(Dataset excerpt)
--------------------
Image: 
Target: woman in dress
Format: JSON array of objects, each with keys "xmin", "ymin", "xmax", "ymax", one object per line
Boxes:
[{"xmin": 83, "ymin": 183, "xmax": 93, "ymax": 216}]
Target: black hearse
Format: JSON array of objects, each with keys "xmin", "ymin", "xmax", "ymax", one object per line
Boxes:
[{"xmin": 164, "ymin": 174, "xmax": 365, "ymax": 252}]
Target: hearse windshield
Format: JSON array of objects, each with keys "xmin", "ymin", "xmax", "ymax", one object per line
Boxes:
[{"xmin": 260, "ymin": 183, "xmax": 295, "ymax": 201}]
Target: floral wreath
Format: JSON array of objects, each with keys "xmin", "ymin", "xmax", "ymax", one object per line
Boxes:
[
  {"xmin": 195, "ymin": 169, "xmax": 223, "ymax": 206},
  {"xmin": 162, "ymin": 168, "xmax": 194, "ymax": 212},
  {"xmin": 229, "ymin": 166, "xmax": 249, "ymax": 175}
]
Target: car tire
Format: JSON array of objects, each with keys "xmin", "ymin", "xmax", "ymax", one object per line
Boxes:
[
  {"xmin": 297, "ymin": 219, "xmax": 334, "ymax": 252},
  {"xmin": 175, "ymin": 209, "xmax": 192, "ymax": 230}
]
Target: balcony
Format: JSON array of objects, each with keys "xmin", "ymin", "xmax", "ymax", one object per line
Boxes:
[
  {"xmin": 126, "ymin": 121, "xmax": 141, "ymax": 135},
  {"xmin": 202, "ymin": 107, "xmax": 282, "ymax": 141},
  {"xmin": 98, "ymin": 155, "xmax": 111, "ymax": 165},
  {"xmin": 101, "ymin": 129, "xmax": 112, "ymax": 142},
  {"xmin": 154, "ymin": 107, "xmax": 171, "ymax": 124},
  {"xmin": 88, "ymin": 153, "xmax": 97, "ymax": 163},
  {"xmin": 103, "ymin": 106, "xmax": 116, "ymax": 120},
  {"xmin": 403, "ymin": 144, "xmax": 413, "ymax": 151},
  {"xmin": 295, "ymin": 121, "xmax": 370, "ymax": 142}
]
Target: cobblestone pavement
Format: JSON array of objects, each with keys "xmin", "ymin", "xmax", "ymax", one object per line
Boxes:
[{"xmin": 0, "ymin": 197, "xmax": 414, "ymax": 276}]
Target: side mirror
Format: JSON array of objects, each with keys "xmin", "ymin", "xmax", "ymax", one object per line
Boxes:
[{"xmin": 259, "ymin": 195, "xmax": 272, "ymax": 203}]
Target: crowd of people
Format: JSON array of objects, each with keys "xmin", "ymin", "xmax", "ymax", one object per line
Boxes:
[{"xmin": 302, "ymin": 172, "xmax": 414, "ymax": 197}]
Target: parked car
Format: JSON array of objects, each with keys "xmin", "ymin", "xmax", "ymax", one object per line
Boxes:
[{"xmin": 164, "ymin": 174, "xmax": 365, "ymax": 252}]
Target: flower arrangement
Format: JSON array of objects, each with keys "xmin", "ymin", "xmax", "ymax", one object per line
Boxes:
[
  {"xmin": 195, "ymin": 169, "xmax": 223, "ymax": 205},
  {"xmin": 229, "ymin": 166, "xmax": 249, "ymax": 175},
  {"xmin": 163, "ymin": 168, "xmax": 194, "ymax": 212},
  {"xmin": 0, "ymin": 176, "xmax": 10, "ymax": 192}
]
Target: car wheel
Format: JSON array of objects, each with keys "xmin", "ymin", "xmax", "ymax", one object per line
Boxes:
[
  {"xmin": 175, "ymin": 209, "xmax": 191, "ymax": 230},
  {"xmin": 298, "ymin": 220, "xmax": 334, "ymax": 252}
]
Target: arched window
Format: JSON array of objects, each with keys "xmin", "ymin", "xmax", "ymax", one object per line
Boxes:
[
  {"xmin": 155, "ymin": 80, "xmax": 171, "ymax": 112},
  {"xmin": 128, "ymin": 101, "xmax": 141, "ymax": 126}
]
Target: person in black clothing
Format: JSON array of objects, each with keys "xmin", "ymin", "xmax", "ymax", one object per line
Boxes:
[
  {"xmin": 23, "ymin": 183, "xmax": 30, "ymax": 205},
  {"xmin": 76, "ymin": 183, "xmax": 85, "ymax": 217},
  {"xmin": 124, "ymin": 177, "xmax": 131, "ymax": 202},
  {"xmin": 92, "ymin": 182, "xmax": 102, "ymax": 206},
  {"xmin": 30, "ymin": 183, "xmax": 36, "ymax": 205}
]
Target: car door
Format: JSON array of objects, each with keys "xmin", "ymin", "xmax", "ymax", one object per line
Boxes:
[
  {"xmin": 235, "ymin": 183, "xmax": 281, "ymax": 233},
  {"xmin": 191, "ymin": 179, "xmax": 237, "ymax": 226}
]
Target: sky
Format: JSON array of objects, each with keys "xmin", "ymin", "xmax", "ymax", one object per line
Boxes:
--------------------
Given task – Copy out every line of the material above, starting at the line that contains "Target: car door" and continuing through the last line, with both ends included.

Output below –
Target: car door
Format: JSON array of objects, each with keys "xmin", "ymin", "xmax", "ymax", one object per line
Boxes:
[
  {"xmin": 235, "ymin": 183, "xmax": 281, "ymax": 233},
  {"xmin": 191, "ymin": 179, "xmax": 237, "ymax": 226}
]
Target: sky
Format: JSON array of objects, each with keys "xmin", "ymin", "xmax", "ymax", one object per line
Boxes:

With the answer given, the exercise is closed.